■ TASKS TO PERFORM ■
**A.** From the school district excerpt, set down the passage that opens with the words containing "The Foundation will" and closes with "low income students.", copying it word for word.
**B.** Answer these questions using the school district excerpt:
(i) About how many participants did the Celebrate Schools! 5k Run/Walk draw?
(ii) How many students made up the sample for the Pre-Kindergarten report?
(iii) How many ELL students did the district have as of Oct. 1?

■ EXCERPT TO READ ■
*** Block opens ***

The District’s weekend meal program is being shifted to the Foundation. The Nourishing Network is piloting distribution of food to homeless and low income students at Mountlake Terrace Elementary and Beverly Elementary Schools this week. Initially, 19 bags of food are scheduled to be distributed. The goal is to eventually provide 350 meals a week. Whole Foods, North Sound Church and Campbell Nelson VW/Nissan are partnering with the Foundation for fundraising.
The Foundation will be helping to coordinate the district’s STEM Expo, which is set for March 31. It also will be involved in the Read Across America event on Feb. 28.
The Foundation is involved in administering the District’s surplus computer program. It’s anticipated up to 400 computers will be distributed to low income students.
The Celebrate Schools! 5k Run/Walk drew about 1,110 participants, almost double last year’s number. The event was a city of Lynnwood official festival and the Foundation plans to present an appreciation plaque to the city on Nov. 10.
– The Board was briefed on the State Assessment Report, which focused on Science MSP in grades 5 and 8, Reading and Writing High School Proficiency Exam in grade 10 and Algebra and Biology EOC exams across grade levels.
Edmonds School District students on average performed as well or better than the state average in all grades and subjects except: Algebra EOC, grades 7-9; Science, grade 5 and Biology, grade 10.
District performance in grade 10 Reading has increased for three years but performance in grade 10 Writing has decreased for three years (while state performance in writing remained constant).
The District noted that about 23 percent of district seventh graders took the Algebra EOC test in spring 2014 compared to about 10 percent of seventh graders across the state.
In grade 5 Science, five out of 10 District sub-groups performed less well than their state counterparts. In grade 8 Science, all District sub-groups performed better than their state counterparts.
– The Board heard a Pre-Kindergarten report that looked to explore the relationship between Pre-Kindergarten (PreK) experience and various measures for students. The report was based on a limited sample of 790 students and the District made clear that relationships reported are correlational rather than cause/effect. Of the 790 students, 608 (77 percent) reported some PreK experience and 182 (23 percent) did not.
The District concluded that students with some PreK experience on average have higher kindergarten readiness skills than those who have no PreK experience. Gaps between students with some PreK experience and those with no Pre-K experience are much larger for students from low income homes. The group with no PreK experience had higher absenteeism in kindergarten than students with some PreK experience. The District concluded that there is a need for stronger outreach to low income parents.
– An update on the district’s English Language Learning (ELL) program detailed the growth of the program. ELL students make up 11 percent of the student population. This is 2 percent higher than the state average. As of Oct. 1, ELL students number 2,399 (1,839 elementary, 560 secondary).
The district met state performance targets in English language proficiency for AMAO 1 (making progress in learning English) and AMAO 2 (percentage of students attaining English proficiency).
But 68 percent of students that qualify for Title III or Transitional Bilingual Services 3rd-12th grade are below standard on state assessments. The District also has not met the state performance target in English language proficiency for AMAO 3 for two consecutive years. AMAO 3 is the number of students meeting AYP targets in the reading/writing and math ELL cells.
New ELL programs/services are being offered at Brier Terrace Middle School and Scriber Lake High School.

*** Block closes ***

Image point grounding data

*** Block opens ***

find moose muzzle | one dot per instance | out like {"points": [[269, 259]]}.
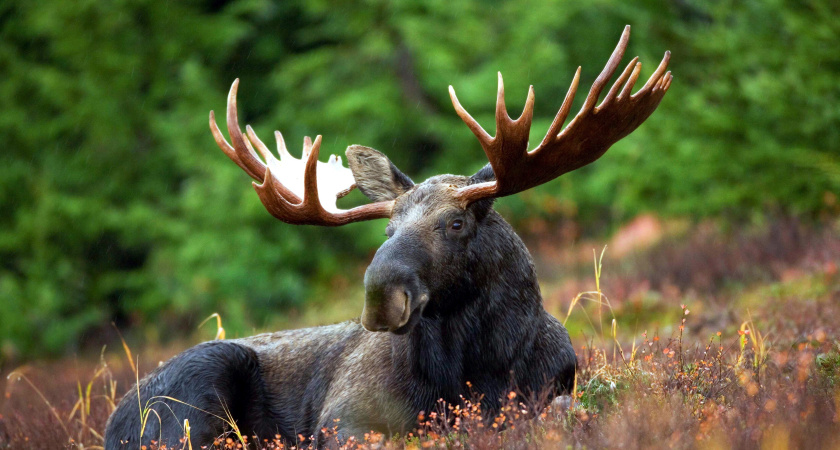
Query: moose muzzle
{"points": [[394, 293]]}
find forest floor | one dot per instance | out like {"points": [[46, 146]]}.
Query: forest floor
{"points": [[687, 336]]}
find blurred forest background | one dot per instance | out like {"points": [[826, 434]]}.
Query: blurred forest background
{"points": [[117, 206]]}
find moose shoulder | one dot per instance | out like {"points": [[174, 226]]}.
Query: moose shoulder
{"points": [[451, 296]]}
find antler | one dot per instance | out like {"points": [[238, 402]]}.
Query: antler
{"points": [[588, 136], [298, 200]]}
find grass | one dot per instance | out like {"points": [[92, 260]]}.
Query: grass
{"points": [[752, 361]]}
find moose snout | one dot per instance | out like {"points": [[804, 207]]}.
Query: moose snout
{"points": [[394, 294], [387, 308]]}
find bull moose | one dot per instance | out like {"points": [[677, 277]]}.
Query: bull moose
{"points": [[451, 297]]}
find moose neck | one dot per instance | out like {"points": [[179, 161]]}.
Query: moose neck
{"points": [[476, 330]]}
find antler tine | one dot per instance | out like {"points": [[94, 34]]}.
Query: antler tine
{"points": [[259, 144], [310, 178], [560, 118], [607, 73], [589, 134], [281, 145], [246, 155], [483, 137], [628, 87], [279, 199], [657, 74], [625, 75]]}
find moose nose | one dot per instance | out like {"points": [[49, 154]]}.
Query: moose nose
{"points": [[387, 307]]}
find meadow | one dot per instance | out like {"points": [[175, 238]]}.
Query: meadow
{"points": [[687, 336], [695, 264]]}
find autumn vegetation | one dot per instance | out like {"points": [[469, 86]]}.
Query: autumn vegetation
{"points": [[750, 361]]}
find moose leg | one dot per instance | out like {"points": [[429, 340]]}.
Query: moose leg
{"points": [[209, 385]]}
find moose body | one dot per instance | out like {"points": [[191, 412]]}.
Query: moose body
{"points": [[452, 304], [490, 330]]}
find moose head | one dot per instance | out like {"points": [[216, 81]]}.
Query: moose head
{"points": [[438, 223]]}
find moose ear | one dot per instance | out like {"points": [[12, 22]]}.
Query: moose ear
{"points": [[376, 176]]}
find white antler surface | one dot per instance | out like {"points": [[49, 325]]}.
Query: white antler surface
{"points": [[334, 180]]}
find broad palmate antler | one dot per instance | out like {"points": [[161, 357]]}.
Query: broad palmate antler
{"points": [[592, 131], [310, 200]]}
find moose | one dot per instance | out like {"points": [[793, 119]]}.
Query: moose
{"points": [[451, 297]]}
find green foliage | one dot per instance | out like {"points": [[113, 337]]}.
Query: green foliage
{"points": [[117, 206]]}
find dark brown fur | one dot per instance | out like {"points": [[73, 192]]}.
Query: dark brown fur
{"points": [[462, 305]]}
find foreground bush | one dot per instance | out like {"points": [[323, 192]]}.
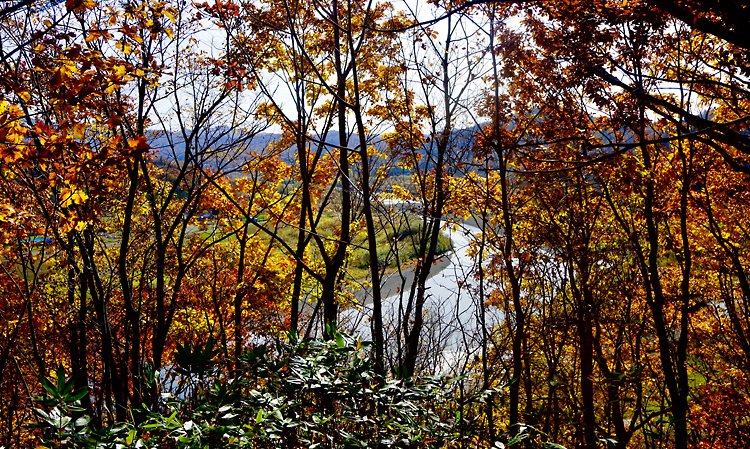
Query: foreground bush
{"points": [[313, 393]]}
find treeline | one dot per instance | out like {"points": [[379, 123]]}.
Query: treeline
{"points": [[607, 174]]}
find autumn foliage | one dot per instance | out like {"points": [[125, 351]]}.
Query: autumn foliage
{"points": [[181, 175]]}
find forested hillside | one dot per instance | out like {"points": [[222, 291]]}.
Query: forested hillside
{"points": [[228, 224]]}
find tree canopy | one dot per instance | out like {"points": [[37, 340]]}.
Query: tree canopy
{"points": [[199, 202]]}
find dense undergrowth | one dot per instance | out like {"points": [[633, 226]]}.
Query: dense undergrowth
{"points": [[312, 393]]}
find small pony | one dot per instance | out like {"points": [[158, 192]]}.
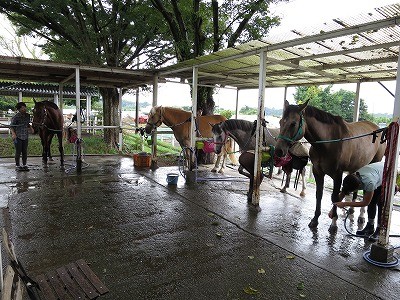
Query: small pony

*** Block closes ***

■ RESPONSES ■
**A.**
The Foundation will be helping to coordinate the district’s STEM Expo, which is set for March 31. It also will be involved in the Read Across America event on Feb. 28.
The Foundation is involved in administering the District’s surplus computer program. It’s anticipated up to 400 computers will be distributed to low income students.

**B.**
(i) About 1,110
(ii) 790
(iii) 2,399